● Estratto:

==================================================

La «buona, ottima notizia» che riporta a casa da Bruxelles, dove ha partecipato al vertice informale dei ministri di Esteri e Difesa europei, è che «ci siamo accordati, su iniziativa italiana, affinché la missione Aspides protegga la petroliera greca Delta Sounion attaccata dagli Houthi nel Mar Rosso, anche con l’apporto Usa e dell’Arabia Saudita. Il rischio è quello di un disastro ambientale, ma lo eviteremo». Per il resto, Antonio Tajani ci tiene a rinnovare, in ore difficili per la crisi in Medio Oriente, il suo appello già lanciato mercoledì dopo una lunga telefonata con il segretario di Stato Usa Blinken perché tutte le parti «tengano i nervi saldi, evitino reazioni che avrebbero effetti deleteri». E guarda alle prossime decisioni europee. Con ottimismo: anche grazie «al lavoro di Forza Italia», partito di cui è segretario, e al suo personale e riconosciuto, «l’Italia avrà un ruolo importante nella prossima Commissione Ue».
Lei ha parlato con Ursula von der Leyen e con Roberta Metsola: ha avuto garanzie che non ci saranno «ritorsioni» per il voto contrario di FdI e Lega?
«Ne sono certo. Primo, perché il secondo partito di governo, noi, ha votato von der Leyen e prima ha sostenuto, come la premier Meloni, la Commissione tutte le volte che si è mossa in modo equo e condivisibile. E così sarà anche in futuro. Secondo, perché non è un favore darci un ruolo centrale, ma è la stessa Europa che ha bisogno dell’Italia. Terzo, perché proporremo un commissario di grande equilibrio ed esperienza, ed europeista, come Fitto. Infine, perché la stella polare di FI è e resterà l’Europa e i rapporti transatlantici. Siamo una garanzia, non si fa a meno dell’Italia».
Su Fitto quindi siete uniti. Lo sarà anche la sinistra?
«Mi auguro che anche l’opposizione lo sostenga e lo voti perché in Europa conta avere forza come Paese, indipendentemente dal partito da cui si proviene. Berlusconi andò a sostenere Gentiloni di persona a Bruxelles».
È stata una giornata di polemiche per lei, che ha respinto le due proposte di Borrell sul permesso all’Ucraina a usare le armi fornite dagli alleati anche in territorio russo e le sanzioni contro i ministri israeliani che hanno usato parole «di odio» nei confronti dei palestinesi.

==================================================

● Righe mostrate:
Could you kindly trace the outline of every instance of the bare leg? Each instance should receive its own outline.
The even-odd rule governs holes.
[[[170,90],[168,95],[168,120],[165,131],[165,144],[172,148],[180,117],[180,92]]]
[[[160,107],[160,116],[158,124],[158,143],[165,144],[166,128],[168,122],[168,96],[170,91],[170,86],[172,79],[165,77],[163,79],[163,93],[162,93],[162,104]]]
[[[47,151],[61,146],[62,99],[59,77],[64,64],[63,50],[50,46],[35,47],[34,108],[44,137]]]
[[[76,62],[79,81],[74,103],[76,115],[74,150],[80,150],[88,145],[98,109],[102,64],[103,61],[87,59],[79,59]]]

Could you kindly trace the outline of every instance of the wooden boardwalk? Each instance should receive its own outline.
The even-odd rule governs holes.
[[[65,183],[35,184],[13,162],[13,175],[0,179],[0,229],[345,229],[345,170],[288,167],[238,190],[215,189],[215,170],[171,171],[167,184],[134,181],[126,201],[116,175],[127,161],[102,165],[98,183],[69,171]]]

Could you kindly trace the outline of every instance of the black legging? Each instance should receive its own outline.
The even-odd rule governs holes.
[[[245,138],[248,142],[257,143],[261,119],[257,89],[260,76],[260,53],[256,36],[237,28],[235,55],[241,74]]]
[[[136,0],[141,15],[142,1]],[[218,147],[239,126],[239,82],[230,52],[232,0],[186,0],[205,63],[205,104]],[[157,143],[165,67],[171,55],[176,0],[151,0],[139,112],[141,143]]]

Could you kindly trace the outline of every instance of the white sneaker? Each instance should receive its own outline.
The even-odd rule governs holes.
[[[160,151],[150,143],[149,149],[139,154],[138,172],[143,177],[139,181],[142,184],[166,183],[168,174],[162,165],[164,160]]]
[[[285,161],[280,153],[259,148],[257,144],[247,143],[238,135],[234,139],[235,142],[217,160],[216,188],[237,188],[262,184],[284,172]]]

==================================================

● Compito 1:
Nell'intervista a Tajani, quale nave dovrà proteggere la missione Aspides?
● Compito 2:
Prosegui l'intervista a Tajani dopo l'ultima frase riportata.
Le righe non hanno nulla a che fare con l'intervista a Tajani.

● Risposta scritta 1:
La petroliera greca Delta Sounion.

● Risposta scritta 2:
«Io davvero non capisco come si possa fare polemica sulla posizione italiana, che è assolutamente equilibrata e responsabile».
Cominciamo dall’Ucraina.
«Siamo con l’Ucraina senza se e senza ma. Abbiamo fornito aiuti militari, politici e umanitari, con ben nove pacchetti di provvedimenti. Ospiteremo la conferenza per la ricostruzione nel giugno del 2025, lavoriamo per una conferenza di pace. Ma non siamo in guerra con la Russia. Che autorizzazione diamo, a bombardare Mosca? Quale sarebbe il limite? Senza propaganda, bisogna essere seri, evitando ogni possibile escalation. E questo facciamo dal primo giorno. Poi vorrei ricordare una cosa».
Cosa?
«Primo, che Borrell parla a proprio nome, non a nome degli Stati membri, che hanno peraltro legislazioni diverse e ieri infatti non si sono espressi. E, comunque, nel suo ruolo di Alto rappresentante è uscente».
Ma il tema di sanzioni ai ministri israeliani esiste.
«Credo sia un grave errore. Una cosa è sanzionare i coloni che hanno compiuto violenze, altra i ministri di un governo in carica. Vorrebbe dire rompere le relazioni diplomatiche con Israele. A chi gioverebbe? Si rischierebbe solo un inasprimento del conflitto e l’impossibilità di far parte dei mediatori».
E come si evitano le azioni aggressive di Israele?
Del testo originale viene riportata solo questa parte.